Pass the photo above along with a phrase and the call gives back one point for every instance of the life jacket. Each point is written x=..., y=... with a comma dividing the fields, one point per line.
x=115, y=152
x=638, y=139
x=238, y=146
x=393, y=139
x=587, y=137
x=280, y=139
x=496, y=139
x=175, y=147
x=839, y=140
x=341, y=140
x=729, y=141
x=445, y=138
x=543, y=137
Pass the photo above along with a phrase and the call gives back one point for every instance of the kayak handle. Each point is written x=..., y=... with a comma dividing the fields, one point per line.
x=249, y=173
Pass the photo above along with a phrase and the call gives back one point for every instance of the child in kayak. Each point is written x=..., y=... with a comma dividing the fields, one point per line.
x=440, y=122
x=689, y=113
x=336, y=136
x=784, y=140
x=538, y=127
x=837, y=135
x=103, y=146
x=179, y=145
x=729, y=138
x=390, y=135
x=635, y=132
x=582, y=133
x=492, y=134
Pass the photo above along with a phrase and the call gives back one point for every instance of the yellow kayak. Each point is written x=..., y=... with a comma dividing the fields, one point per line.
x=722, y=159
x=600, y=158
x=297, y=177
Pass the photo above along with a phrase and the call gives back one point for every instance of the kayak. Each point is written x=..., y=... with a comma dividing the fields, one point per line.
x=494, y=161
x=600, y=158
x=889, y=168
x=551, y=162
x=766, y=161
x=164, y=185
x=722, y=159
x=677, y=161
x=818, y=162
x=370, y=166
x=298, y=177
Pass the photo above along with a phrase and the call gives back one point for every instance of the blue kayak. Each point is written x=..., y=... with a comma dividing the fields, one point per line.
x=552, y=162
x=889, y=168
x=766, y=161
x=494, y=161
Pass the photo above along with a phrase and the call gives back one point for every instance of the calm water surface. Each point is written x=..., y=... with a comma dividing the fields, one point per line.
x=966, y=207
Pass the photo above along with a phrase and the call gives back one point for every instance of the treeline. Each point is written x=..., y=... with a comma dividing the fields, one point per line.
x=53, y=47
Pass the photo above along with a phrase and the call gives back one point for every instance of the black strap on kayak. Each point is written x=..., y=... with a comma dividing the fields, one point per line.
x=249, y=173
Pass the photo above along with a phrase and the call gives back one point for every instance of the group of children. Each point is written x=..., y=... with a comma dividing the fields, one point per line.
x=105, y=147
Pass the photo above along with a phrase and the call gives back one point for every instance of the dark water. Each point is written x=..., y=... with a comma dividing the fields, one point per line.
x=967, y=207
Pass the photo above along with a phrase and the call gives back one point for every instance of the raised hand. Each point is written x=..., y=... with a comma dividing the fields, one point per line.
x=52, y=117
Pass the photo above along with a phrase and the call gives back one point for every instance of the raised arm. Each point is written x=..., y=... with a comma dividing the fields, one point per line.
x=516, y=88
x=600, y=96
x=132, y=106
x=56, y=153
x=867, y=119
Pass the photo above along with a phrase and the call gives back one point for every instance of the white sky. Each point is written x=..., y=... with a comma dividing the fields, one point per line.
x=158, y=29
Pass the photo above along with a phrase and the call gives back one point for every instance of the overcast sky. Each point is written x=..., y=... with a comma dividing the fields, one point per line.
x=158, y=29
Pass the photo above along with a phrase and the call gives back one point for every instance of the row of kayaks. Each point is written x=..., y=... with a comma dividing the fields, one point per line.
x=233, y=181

┄┄┄┄┄┄┄┄┄┄┄┄┄┄┄┄┄┄┄┄

Problem >> Start to finish, copy the records above with no differences.

Your solution >>
Pass the photo above along with a phrase and the call gives back one point for every instance of the life jacket. Each point is written x=..., y=... with a comma dividing the fields, one point per line.
x=115, y=152
x=638, y=139
x=238, y=146
x=393, y=139
x=587, y=137
x=280, y=139
x=496, y=139
x=175, y=147
x=839, y=140
x=341, y=140
x=729, y=141
x=445, y=138
x=543, y=137
Pass the photo above along with a phrase and the call gives back one point for every instance of the kayak handle. Each point is written x=..., y=... with a comma dividing the fields, one point per line.
x=249, y=173
Pass the photo above along with a phrase and the call gives back one point for every instance of the child in kayak. Each point is written x=..., y=... with a comma dividing the fields, one point per line.
x=440, y=122
x=689, y=113
x=336, y=136
x=784, y=140
x=538, y=127
x=837, y=135
x=103, y=146
x=179, y=145
x=729, y=138
x=390, y=135
x=635, y=132
x=582, y=133
x=492, y=134
Pass the photo above along with a phrase and the call gives back one point for every instance of the yellow kayak. Each point is written x=..., y=... with a comma dividing the fields, one point per line.
x=722, y=159
x=600, y=158
x=297, y=177
Pass the photo above along with a phrase and the call gives back one point for every instance of the kayak. Each point is written x=..., y=... with a comma dividing the fields, one point per line.
x=494, y=161
x=600, y=158
x=889, y=168
x=551, y=162
x=766, y=161
x=164, y=185
x=722, y=159
x=677, y=161
x=818, y=162
x=370, y=166
x=298, y=177
Pass the photo above along with a phrase and the call gives back one point for every instance of the blue kayak. Each point is written x=..., y=... with a comma dividing the fields, one point per line.
x=552, y=162
x=889, y=168
x=766, y=161
x=494, y=161
Pass the photo above along with a phrase and the call gives back one point for every instance of the calm water surface. Each point is written x=..., y=... with a comma dividing the fields, one point per line.
x=966, y=207
Pass the photo above along with a phrase and the call gives back one point for every instance of the treeline. Each point is written x=..., y=... with a comma dividing the fields, one point per line.
x=53, y=47
Pass the photo above along with a phrase and the call gives back one point for every instance of the black strap on kayak. Each point is written x=..., y=... with a comma dividing the fields, one point per line.
x=249, y=173
Pass the photo above along with a phrase and the call gives back one point for every instance of the group of children. Each point is written x=..., y=... with a comma dividing the fields, one point per line.
x=105, y=147
Pass the photo above along with a phrase and the call gives back one point for every instance of the dark water. Each point is written x=..., y=... with a comma dividing the fields, one point per line.
x=967, y=207
Pass the photo above along with a phrase and the call gives back one point for every instance of the raised hand. Each point is written x=..., y=... with a comma dividing the fields, one point per line.
x=52, y=117
Pass the photo above along with a phrase and the call gives back one point for every instance of the raised arm. Each point is written x=..., y=... with a comma dividing the fields, one point per line.
x=516, y=88
x=600, y=96
x=132, y=106
x=56, y=153
x=867, y=119
Pass the photo above along with a phrase and the call gives back one point for every instance of the white sky. Each point is written x=..., y=... with a comma dividing the fields, one point per line.
x=158, y=29
Pass the photo above along with a phrase and the call gives back one point for every instance of the overcast sky. Each point is written x=..., y=... with a comma dividing the fields, one point per line.
x=158, y=29
Pass the photo above along with a phrase and the call gives back one point for every instance of the row of kayaks. Each point is written x=..., y=... with a comma dividing the fields, one point per line.
x=233, y=181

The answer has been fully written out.